__EXTRACT TO READ__
• • • •

Canine Cardiopulmonary Filariasis is a disease caused by an endoparasite (Dirofilaria Immitis) transmitted from one dog to another through mosquito bites.

Biological life cycle

The adult parasites live in the heart and the pulmonary arteries, have the appearance of "threads" hence the name filariasis and reach a length of 20-25 cm. The larvae live instead in the cardiovascular system. Following the bite of infected dogs by mosquitoes, they aspire with the blood the larvae which develop within their salivary glands and become able to infest another dog. Once they enter the new host, the larvae begin their migration that lasts 6-7 months in the entire body ending with the transformation phase from larva to adult in the heart and here produce more larvae to start a new cycle.


Cardiopulmonary filariasis is initially asymptomatic. The increase in the number of parasites causes clogging of the arteries and heart chambers leading to heart failure, which can be of various degrees: mild, with no symptoms, to severe with very marked symptoms ( continuous cough and collection of fluid in the abdomen). The symptoms become evident above all in animals who practice physical effort as they manifest signs of tiredness and fatigue, while in dogs that do not exercise the disease manifests itself in 2 -3 years.

• • • •

__RECORD EXCERPTS__
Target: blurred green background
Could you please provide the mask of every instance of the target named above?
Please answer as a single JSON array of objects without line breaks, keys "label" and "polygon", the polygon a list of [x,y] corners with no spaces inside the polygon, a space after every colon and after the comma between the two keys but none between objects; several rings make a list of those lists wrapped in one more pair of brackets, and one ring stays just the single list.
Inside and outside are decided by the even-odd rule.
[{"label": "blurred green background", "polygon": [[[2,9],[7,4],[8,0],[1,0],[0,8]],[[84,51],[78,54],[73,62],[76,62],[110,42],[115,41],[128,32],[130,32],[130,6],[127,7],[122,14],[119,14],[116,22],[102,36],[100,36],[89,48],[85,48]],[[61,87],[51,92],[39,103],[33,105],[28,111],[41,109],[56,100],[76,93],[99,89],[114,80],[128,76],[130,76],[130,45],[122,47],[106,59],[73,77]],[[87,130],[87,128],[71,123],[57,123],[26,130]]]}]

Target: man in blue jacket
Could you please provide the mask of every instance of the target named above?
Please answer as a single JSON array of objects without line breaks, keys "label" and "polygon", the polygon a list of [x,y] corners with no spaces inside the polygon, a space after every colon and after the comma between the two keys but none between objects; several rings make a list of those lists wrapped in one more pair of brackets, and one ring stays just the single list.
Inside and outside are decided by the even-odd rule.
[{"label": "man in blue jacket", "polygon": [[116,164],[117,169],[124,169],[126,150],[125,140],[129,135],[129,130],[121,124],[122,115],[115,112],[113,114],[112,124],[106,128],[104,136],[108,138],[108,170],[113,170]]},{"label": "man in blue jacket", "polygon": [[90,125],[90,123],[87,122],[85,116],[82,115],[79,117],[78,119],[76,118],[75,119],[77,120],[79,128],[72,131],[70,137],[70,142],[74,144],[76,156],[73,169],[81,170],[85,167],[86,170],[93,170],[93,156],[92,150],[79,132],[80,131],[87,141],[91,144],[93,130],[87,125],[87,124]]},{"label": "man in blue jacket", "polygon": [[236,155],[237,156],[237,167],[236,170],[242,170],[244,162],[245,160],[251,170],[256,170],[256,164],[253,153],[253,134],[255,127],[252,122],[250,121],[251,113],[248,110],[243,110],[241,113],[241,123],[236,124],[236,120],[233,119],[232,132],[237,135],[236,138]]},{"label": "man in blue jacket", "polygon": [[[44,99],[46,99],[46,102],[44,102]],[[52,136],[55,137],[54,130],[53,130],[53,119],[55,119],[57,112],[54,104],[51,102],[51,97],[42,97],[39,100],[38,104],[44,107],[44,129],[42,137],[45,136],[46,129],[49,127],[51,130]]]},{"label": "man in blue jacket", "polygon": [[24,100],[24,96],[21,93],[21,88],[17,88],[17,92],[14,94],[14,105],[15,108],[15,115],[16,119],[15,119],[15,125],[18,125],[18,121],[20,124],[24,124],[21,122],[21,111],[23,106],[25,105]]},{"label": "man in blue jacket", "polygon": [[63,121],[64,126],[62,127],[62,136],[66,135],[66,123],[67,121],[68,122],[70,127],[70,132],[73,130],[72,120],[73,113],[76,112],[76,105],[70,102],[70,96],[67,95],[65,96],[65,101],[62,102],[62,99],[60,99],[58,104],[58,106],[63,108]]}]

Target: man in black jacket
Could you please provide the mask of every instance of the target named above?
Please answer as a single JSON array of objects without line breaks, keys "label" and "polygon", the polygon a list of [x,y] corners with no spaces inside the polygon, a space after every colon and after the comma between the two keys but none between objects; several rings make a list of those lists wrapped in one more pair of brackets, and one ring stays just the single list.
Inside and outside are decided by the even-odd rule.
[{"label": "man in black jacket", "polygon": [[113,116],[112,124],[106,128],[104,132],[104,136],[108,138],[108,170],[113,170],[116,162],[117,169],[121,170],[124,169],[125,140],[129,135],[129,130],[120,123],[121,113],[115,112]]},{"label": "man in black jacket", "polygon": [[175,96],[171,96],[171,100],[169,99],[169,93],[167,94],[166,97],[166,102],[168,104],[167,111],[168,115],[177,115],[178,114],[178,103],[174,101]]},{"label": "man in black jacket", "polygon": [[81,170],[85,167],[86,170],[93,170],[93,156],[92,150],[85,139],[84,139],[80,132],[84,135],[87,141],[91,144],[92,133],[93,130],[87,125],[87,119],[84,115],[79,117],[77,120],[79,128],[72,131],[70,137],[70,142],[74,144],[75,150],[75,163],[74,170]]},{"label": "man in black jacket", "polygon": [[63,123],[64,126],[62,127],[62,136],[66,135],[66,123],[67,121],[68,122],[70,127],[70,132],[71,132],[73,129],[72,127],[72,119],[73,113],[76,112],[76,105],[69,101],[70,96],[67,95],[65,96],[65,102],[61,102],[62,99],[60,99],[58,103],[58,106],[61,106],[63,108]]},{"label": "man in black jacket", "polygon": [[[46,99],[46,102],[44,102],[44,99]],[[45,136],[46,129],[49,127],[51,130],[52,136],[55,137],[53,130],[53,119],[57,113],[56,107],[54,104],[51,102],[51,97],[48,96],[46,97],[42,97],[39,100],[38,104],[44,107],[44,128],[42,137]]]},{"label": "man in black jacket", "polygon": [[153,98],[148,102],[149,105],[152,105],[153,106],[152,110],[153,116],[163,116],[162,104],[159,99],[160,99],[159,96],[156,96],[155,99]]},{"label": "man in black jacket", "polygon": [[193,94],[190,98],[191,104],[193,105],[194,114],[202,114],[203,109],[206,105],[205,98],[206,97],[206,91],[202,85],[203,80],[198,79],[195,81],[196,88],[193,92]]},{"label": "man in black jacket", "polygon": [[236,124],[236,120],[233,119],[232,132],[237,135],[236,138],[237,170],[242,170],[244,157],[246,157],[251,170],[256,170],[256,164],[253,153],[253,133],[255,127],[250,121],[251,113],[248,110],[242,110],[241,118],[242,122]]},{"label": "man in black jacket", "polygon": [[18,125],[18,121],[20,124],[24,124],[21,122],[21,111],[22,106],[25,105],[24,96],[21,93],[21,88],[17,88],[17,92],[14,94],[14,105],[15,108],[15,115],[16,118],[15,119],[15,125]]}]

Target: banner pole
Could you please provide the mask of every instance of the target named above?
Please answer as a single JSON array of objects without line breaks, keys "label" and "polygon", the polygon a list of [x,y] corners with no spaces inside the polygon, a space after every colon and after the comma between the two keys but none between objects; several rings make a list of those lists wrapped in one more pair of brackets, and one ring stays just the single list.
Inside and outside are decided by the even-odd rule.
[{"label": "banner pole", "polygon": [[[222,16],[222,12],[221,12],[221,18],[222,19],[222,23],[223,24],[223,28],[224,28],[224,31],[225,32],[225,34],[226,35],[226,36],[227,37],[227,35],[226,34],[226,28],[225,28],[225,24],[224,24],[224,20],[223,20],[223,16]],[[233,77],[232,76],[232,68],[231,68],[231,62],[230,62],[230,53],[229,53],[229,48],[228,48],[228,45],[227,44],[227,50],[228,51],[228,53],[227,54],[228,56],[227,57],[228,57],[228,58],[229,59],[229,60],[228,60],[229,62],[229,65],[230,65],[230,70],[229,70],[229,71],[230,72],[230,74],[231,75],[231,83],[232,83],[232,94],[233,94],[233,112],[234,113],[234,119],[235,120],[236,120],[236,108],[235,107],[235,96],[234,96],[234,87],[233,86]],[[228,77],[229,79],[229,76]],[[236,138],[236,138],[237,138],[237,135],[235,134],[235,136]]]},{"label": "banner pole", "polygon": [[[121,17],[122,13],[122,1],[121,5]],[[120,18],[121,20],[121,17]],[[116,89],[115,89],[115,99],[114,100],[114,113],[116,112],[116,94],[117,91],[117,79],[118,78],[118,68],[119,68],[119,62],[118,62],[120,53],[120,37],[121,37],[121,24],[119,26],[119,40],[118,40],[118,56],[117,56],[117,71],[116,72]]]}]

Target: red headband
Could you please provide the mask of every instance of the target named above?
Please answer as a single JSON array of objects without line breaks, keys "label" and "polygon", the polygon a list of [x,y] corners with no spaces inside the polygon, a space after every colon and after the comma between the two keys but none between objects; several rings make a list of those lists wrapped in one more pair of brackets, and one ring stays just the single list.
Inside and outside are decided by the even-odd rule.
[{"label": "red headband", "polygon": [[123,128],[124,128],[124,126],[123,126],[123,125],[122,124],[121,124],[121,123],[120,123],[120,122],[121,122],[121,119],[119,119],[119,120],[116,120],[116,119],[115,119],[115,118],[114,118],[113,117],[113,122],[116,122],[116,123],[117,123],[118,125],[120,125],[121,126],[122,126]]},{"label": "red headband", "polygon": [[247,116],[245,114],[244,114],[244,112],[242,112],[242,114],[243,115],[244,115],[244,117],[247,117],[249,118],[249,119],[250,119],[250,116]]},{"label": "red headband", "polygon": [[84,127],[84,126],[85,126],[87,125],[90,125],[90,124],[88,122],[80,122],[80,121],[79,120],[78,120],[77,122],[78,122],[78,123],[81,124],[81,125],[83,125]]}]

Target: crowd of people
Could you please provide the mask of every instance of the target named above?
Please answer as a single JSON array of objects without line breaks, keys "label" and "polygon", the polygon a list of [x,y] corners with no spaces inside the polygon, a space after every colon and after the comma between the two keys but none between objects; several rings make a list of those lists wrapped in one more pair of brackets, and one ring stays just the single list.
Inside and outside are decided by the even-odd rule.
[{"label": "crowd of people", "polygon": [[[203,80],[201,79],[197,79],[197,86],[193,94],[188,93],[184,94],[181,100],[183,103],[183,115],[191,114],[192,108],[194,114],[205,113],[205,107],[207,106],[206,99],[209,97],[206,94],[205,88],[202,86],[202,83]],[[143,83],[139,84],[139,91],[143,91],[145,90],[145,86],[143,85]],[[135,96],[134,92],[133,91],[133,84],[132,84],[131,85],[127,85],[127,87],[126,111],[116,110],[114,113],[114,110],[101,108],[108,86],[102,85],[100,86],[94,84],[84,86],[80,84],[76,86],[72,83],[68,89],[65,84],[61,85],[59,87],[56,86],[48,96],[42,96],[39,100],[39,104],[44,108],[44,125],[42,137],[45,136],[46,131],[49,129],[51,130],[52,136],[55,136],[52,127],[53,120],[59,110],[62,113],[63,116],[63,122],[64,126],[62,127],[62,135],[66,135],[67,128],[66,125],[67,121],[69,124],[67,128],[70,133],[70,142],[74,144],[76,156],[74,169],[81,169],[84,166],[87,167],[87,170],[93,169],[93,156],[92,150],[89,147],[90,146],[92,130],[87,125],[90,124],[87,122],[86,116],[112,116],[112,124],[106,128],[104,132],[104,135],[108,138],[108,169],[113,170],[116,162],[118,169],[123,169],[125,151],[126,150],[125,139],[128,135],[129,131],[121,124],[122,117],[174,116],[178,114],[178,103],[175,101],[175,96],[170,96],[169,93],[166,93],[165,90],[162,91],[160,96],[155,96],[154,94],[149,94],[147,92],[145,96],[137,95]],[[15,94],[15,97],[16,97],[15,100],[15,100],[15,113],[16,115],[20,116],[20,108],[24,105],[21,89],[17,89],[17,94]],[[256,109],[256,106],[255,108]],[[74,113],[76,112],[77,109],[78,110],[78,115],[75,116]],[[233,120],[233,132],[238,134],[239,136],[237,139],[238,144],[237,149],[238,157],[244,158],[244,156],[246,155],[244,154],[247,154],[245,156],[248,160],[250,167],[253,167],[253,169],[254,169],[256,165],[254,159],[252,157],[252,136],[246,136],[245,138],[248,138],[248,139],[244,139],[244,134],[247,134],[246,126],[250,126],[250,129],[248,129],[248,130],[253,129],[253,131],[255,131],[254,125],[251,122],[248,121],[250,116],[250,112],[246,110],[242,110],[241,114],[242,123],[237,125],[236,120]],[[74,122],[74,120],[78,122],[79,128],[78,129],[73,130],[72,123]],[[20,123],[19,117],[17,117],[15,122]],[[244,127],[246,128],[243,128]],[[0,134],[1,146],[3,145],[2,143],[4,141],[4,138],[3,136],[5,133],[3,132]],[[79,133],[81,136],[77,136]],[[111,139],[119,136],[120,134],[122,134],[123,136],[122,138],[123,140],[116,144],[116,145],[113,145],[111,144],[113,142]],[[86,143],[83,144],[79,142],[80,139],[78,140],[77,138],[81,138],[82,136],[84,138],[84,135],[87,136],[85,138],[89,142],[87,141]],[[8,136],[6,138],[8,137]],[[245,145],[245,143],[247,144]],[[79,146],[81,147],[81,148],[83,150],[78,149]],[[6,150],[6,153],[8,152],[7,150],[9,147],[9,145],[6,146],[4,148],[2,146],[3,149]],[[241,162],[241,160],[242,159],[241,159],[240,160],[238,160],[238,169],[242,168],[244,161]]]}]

• • • •

__BRIEF 1__
Using the filariasis text, answer:
(a) What length do the adult parasites reach?
(b) How long does the larvae's migration through the new host's body last?
(c) In dogs that do not exercise, over what period does the disease manifest itself?
__BRIEF 2__
Return the stretch of the filariasis text from "Biological life cycle" through "a new cycle.", copied word for word.
The data above are not needed for this work.

__RESPONSE 1__
(a) 20-25 cm
(b) 6-7 months
(c) 2-3 years

__RESPONSE 2__
Biological life cycle

The adult parasites live in the heart and the pulmonary arteries, have the appearance of "threads" hence the name filariasis and reach a length of 20-25 cm. The larvae live instead in the cardiovascular system. Following the bite of infected dogs by mosquitoes, they aspire with the blood the larvae which develop within their salivary glands and become able to infest another dog. Once they enter the new host, the larvae begin their migration that lasts 6-7 months in the entire body ending with the transformation phase from larva to adult in the heart and here produce more larvae to start a new cycle.